§ Your goal: Transcribe the records below exactly, leaving out any pictures.

§ Records supplied:
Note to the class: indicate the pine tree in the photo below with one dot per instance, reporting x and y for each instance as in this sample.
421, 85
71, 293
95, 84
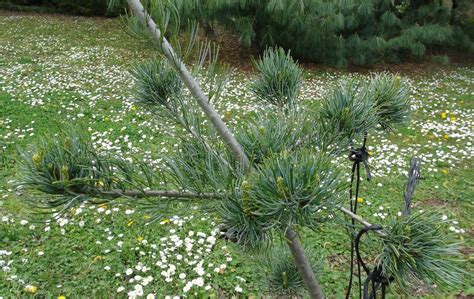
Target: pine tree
268, 180
361, 32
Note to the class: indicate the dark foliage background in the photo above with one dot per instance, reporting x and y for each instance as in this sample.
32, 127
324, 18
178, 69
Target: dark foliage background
74, 7
360, 32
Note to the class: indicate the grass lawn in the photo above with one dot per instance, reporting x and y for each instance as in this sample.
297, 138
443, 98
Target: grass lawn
60, 71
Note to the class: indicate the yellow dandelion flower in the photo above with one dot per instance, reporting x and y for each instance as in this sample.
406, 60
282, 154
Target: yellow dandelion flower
31, 289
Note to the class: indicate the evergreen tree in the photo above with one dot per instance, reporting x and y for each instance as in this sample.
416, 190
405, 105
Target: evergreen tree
361, 32
268, 180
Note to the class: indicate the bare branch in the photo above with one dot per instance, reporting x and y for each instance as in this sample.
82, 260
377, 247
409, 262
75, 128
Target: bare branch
192, 85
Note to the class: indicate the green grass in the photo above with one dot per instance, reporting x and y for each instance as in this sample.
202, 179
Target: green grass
57, 71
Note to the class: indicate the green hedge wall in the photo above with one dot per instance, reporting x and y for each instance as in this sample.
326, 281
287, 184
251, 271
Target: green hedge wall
74, 7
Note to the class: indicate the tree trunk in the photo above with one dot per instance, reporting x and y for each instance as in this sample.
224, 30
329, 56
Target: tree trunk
304, 266
192, 85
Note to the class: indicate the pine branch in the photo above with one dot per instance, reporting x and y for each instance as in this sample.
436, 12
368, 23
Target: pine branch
159, 193
192, 85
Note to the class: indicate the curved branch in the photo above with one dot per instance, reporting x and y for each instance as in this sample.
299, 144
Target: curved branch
192, 85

§ The output:
Note to the class: indicate the pine tree in the photo below with one dot per instance, reporting x and y for each instance as in this sample.
421, 85
71, 293
95, 84
Target: pine tree
268, 180
361, 32
Note to the class: indicate the dark foliage background in the photo above with one dot per instance, reporting x and y for each instance as in this sample.
32, 127
324, 18
178, 69
Target: dark foliage background
74, 7
360, 32
Note to the class: indicate the grass lawn in the photo above with one dot per instance, reporting x and y for each instance as in this sample.
297, 138
443, 98
Target: grass lawn
60, 71
Note to the class: indicate the yellow dandelion flower in the photo above with one dot per instance, reporting x and y for each instance as in this sample.
406, 60
282, 154
Target: yellow dandelion flower
31, 289
Note to the class: indicate the evergreen tree in the photo above with one dot per instance, reporting x and y for each instance as in this sample.
416, 190
405, 105
Target: evergreen tree
361, 32
268, 180
Note to the class: indicate the bare branch in the photo above with one dot per instance, reporting x and y for each instance as in this sample.
82, 260
377, 247
409, 262
75, 128
Target: bare branch
192, 85
Note to the class: indicate the green grass in the photo above with one dot per instance, reporting x and y for each instance as in this sample.
202, 179
Target: green grass
57, 71
Note to the class: indicate the green hedge wall in the photo above with one dot per instance, reporting x and y for each instance as in this sample.
326, 281
287, 184
251, 271
Target: green hedge wall
74, 7
Note to the class: indicate the tree trunk in the photo above with one dot per instance, reporting x and y for each instance as in this sample.
224, 30
329, 56
Target: tree trunk
304, 266
192, 85
Note to the class: indicate the pine branch in the photo above with one dot per instance, reporting x and y for each instance as in this sample.
436, 12
368, 23
Target: pine branch
159, 193
192, 85
Note to the class: indicate the curved branch in the photo above with one dot per instance, reporting x and y for each instance as in this sample.
299, 144
Target: curved branch
192, 85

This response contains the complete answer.